Texte fourni
※ ※ ※

Baromètre

Le client au cœur des transformations de l’assurance

Publié le 14 mai 2025 à 16h16

Louis-Christian de Baudus    Temps de lecture 10 minutes

La toute première édition du baromètre de la transformation du secteur de l’assurance, proposé par La Tribune de l’assurance en association avec Roam, montre que la conduite du changement est principalement tracée sur un chemin commun : celui du client. Gestion des risques, RSE, RH, digitalisation et data, chacun des domaines observés par l’étude embarque des leviers pour faire converger les stratégies autour de cet objectif principal, même si le secteur doit composer avec une montée des risques de plus en plus complexe et propice aux ruptures.

C’était le 13 mai dernier à l’Automobile Club de France. La Tribune de l’assurance présentait les résultats de son premier baromètre de la transformation du secteur de l’assurance réalisé en partenariat avec Roam, devant un parterre de professionnels venus prendre le pouls des grandes mutations de l’industrie. L’épilogue d’un processus qualitatif et quantitatif mené en deux temps. D’abord, cinq comités d’experts réunissant des professionnels de l’écosystème de l’assurance ont été organisés pour passer les thèmes de la gestion, des risques, la RSE, les RH, la digitalisation et la data au peigne fin. Dans un deuxième temps, élaborée à partir des enseignements tirés des comités, une enquête quantitative a été administrée à un échantillon de professionnels de l’assurance pour obtenir cette une vision à 360° du fonctionnement et des stratégies des entreprises d’assurances. Un menu copieux, mais riche d’enseignements.

Gestion des risques : ruptures attendues

Sans surprise, le climat et le cyber sont au cœur des préoccupations des assureurs. Devant la hausse inexorable de la facture climatique du fait du réchauffement climatique, les discussions sur le partage du risque s’animent, notamment avec le retrait des réassureurs qui ont massivement revu leur exposition au risque climatique et durci leurs conditions de souscription depuis 2023. Une tendance qui expose le bilan des assureurs à davantage de volatilité pour un transfert qui, en bout de chaîne, se répercute dans les prix des contrats d’assurance des particuliers. Anticipé en rupture par les professionnels de l’assurance, le partage des risques s’organise également avec les pouvoirs publics dans le cadre de la pérennisation et du financement du régime Cat Nat géré par CCR. Un exemple réussi de partenariat public-privé au service de la mutualisation des risques qui donne des idées pour traiter le problème des risques systémiques. Au milieu de ces réflexions, la prévention apparaît comme le modèle vertueux recherché par les assureurs pour lutter contre la montée des risques. Autant d’évolutions qui s’inscrivent dans le contexte d’une réglementation européenne en mouvement perpétuel. Les textes votés, en discussion ou en projet, sont une source d’inquiétude constante pour le secteur qui redoute principalement le risque de surtransposition de la réglementation européenne par le régulateur et le superviseur français. Enfin, si l’assurance constate que l’application des directives pousse à la standardisation des organisations et l’uniformisation du comportement des assureurs, la réglementation européenne peut s’observer – de manière assez partagée dans les avis – autant comme une opportunité qu’un frein à la transformation du secteur.

※ ※ ※

Consigne
Poursuivez l'article sur le baromètre de la transformation de l'assurance à partir de sa dernière phrase.

[Extraits d'un jeu de données de détection]

※ ※ ※

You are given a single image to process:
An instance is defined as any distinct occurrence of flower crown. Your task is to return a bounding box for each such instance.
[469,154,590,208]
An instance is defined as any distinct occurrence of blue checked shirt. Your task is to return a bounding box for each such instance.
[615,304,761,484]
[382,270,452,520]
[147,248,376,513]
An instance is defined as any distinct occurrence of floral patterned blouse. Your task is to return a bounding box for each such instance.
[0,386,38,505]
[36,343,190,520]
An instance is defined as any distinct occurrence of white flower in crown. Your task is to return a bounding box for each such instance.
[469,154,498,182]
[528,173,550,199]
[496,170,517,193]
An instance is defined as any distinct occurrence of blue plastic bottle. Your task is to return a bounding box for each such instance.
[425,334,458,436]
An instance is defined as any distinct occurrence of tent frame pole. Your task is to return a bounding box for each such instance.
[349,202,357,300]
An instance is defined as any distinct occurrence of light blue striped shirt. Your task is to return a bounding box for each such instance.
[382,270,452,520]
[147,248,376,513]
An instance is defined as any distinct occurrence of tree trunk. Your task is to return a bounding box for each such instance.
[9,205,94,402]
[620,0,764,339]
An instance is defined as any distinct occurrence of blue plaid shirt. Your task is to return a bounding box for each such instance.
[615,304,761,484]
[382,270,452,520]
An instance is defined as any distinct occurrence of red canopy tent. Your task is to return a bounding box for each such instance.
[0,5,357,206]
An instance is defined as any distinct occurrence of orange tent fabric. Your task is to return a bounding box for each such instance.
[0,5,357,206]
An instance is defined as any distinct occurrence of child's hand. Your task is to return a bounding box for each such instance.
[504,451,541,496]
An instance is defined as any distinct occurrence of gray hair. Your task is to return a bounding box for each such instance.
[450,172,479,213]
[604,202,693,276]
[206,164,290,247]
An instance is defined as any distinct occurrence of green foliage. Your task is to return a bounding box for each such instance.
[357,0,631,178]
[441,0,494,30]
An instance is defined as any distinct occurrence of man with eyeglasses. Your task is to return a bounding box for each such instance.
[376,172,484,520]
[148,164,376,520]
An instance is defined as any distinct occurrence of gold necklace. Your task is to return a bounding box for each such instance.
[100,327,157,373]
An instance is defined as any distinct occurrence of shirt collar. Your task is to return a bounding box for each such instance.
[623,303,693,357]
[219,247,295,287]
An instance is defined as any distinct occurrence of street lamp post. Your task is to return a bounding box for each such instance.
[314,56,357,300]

※ ※ ※

Corrigé
RSE : la performance sociale au service de la performance économique

Le temps où la RSE pouvait apparaître comme un outil de communication gadget est clairement révolu. La responsabilité sociétale des entreprises s’est imposée et structurée depuis plusieurs années avec la publication par les acteurs de la Place de rapports extra-financiers complets, alors que la réglementation impose aux entreprises des obligations de transparence sur leurs impacts environnementaux, sociaux et de gouvernance. Appelée à infuser dans toutes les couches des entreprises, la RSE est en prise au sommet des états-majors (direction ou présidence) ou fait l’objet d’une direction dédiée. Une évolution qui donne aux commandants de la RSE le rôle de chef d’orchestre au service de la transformation sociétale et environnementale de l’entreprise. Car la RSE touche toutes les strates des entreprises d’assurance, à commencer par des politiques d’investissements au soutien des objectifs de lutte contre le réchauffement climatique et de transition énergétique. Un levier qui embarque naturellement l’offre produit et notamment les supports d’investissements proposés par les assureurs dans le cadre de l’assurance vie, alors que l’impact de la RSE converge également vers des objectifs finaux d’engagement des collaborateurs et de satisfaction client. En effet, en miroir des politiques RH, la RSE teinte également les actions de communication et d’image autour de la marque employeur avec l’ambition de toucher des clients de plus en plus attentifs aux impacts sociaux et sociétaux du monde de l’entreprise. Autant de résultats qui confirment ce rôle désormais pivot occupé par la RSE dans l’organisation et la stratégie des entreprises d’assurance.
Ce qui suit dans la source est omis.